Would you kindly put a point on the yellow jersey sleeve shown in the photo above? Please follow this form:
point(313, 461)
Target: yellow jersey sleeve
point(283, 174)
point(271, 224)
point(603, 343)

================================

* Work to complete
Reproduce the data above verbatim, keeping every line unchanged and in its original order.

* Answer to the exercise
Would you kindly put a point on the yellow jersey sleeve shown in the photo above? Please follow this form:
point(313, 461)
Target: yellow jersey sleeve
point(283, 174)
point(271, 224)
point(603, 343)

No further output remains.